• _Goal of the exercise_:
From the line with "of the brown" to the line with "pixel 179 104", copy the rows again with "butterfly" replaced by "moth" and everything else left as it is.

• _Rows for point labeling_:
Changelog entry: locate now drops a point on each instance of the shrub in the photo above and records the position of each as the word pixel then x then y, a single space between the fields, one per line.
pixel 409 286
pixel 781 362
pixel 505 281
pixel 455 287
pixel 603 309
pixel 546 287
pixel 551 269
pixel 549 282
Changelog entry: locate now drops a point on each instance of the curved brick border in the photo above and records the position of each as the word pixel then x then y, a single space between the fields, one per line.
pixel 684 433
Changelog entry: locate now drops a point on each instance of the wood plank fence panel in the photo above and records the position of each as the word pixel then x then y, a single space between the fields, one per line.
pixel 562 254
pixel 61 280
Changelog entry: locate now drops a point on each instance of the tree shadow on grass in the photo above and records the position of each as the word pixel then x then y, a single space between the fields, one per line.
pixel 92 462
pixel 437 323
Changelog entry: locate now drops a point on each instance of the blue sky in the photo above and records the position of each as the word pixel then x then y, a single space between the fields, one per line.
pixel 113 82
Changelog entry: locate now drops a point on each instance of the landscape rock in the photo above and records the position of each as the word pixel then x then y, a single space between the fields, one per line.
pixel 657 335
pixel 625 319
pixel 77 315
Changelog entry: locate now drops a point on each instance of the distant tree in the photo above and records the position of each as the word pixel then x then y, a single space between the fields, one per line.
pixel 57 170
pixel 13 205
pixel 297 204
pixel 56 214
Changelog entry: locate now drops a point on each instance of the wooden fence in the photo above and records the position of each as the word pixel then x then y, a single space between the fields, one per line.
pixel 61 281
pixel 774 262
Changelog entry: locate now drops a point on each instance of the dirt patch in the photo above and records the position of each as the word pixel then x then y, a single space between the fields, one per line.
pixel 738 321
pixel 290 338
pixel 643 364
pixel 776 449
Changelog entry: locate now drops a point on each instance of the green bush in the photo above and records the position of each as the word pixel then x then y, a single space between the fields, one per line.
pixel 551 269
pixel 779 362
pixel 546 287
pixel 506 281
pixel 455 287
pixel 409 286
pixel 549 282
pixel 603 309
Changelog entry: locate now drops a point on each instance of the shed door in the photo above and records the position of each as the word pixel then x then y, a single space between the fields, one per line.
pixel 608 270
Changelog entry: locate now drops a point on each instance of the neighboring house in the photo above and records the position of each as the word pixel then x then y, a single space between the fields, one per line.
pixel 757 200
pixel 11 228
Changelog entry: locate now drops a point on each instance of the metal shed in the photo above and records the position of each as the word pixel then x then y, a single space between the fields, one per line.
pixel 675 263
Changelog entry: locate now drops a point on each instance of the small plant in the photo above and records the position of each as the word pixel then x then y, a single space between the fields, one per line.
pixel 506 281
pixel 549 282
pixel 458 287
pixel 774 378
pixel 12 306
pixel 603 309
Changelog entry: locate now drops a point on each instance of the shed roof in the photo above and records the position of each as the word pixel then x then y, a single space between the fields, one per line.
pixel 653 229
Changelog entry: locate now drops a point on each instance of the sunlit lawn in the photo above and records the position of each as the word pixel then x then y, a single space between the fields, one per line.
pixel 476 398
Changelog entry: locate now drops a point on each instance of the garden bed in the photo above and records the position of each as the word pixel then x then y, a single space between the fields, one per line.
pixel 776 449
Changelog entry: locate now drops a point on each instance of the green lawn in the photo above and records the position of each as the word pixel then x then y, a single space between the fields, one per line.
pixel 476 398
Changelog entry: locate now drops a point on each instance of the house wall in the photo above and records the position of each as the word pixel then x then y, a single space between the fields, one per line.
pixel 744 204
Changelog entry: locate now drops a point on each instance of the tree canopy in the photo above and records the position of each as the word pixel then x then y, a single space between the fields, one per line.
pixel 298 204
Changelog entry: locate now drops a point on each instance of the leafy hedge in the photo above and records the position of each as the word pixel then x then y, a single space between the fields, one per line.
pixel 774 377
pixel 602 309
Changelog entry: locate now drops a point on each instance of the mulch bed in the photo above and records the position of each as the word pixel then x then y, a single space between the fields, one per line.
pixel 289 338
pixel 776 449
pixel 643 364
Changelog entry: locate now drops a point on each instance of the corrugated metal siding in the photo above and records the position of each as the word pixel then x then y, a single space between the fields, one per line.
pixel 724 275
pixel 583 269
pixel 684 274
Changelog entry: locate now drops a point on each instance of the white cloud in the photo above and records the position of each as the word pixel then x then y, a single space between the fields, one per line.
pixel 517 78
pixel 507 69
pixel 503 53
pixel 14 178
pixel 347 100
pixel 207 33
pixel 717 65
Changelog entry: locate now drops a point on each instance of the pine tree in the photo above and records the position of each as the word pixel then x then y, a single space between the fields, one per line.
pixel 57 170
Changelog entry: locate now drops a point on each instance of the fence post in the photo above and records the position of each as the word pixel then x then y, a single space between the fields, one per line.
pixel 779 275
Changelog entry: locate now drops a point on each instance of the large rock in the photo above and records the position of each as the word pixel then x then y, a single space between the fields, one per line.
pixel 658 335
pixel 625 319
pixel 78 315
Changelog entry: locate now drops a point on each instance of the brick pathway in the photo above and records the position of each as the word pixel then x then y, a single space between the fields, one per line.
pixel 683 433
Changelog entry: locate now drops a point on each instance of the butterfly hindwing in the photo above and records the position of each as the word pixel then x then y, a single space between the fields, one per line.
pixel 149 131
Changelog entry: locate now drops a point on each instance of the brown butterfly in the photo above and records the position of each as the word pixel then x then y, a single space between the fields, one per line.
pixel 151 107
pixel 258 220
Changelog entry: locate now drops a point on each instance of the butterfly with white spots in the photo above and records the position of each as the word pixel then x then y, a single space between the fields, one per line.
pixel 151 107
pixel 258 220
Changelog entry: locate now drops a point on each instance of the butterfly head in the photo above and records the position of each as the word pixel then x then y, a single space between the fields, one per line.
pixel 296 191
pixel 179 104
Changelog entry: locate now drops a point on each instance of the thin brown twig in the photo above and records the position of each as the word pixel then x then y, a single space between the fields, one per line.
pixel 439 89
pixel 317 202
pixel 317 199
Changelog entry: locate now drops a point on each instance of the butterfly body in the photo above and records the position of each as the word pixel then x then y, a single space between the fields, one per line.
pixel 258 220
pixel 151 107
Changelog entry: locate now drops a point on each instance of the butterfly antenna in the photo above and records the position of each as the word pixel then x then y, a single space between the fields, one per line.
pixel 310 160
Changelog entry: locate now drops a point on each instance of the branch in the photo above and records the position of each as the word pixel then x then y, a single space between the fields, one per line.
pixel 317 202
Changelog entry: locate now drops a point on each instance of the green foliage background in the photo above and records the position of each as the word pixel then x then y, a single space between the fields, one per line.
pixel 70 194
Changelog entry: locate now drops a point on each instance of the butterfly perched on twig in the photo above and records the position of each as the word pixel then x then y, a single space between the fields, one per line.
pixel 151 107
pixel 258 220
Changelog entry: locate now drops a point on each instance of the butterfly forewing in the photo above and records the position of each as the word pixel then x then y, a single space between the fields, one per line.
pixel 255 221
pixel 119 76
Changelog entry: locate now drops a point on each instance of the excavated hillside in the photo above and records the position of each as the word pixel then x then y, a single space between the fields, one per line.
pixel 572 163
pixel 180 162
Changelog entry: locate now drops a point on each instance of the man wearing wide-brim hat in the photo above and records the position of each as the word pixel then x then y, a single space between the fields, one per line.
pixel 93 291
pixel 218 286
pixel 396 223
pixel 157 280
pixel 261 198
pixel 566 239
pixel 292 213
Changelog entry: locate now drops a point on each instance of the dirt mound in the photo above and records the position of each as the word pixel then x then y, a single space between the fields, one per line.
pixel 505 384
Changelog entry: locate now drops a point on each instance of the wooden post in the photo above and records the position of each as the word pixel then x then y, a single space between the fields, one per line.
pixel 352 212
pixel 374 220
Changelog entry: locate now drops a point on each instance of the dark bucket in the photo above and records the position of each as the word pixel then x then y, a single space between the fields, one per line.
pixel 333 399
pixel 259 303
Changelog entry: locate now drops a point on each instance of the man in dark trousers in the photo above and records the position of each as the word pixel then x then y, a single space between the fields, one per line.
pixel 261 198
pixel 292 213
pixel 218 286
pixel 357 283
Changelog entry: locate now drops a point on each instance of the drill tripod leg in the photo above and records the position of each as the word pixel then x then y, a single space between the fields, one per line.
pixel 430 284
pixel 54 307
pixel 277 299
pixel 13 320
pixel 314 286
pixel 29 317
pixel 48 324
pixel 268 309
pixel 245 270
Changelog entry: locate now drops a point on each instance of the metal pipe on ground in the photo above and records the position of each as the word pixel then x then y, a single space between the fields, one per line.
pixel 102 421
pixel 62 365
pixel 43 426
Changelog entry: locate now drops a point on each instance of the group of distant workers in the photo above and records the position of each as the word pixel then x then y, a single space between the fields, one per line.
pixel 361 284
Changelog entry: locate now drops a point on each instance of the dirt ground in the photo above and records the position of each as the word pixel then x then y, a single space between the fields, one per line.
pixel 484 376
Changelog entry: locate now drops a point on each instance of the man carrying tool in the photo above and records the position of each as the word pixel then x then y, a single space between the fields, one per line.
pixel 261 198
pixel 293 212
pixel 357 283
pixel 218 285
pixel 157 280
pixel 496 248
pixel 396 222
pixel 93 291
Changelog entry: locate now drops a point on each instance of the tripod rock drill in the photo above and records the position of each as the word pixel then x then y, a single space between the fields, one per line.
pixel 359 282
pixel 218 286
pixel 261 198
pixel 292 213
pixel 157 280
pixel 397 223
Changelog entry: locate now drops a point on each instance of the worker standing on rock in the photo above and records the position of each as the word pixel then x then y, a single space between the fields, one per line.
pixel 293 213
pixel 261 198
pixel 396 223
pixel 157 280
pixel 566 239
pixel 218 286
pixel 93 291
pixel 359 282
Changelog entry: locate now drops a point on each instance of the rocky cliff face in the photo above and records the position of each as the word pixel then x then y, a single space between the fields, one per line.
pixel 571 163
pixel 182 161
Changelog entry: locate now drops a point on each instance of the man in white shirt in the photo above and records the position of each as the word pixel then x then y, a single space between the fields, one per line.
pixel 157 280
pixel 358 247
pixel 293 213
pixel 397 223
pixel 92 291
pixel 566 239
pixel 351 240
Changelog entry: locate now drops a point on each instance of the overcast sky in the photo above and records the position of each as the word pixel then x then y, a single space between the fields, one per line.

• _Result_:
Changelog entry: locate now drops a point on each instance of the brown moth in the photo above and records the position of each as the word pixel then x then y, a single space between the fields, one per line.
pixel 151 107
pixel 258 220
Changelog entry: locate now drops a point on each instance of the moth with white spots in the photo above and records the position of each as the word pixel then x then y, a single space between the fields, one per line.
pixel 151 107
pixel 258 220
Changelog entry: locate now drops a point on each instance of the moth head in the photo above and records the position of each as the word pixel then x then y, a single space between the fields, one per line.
pixel 296 191
pixel 179 104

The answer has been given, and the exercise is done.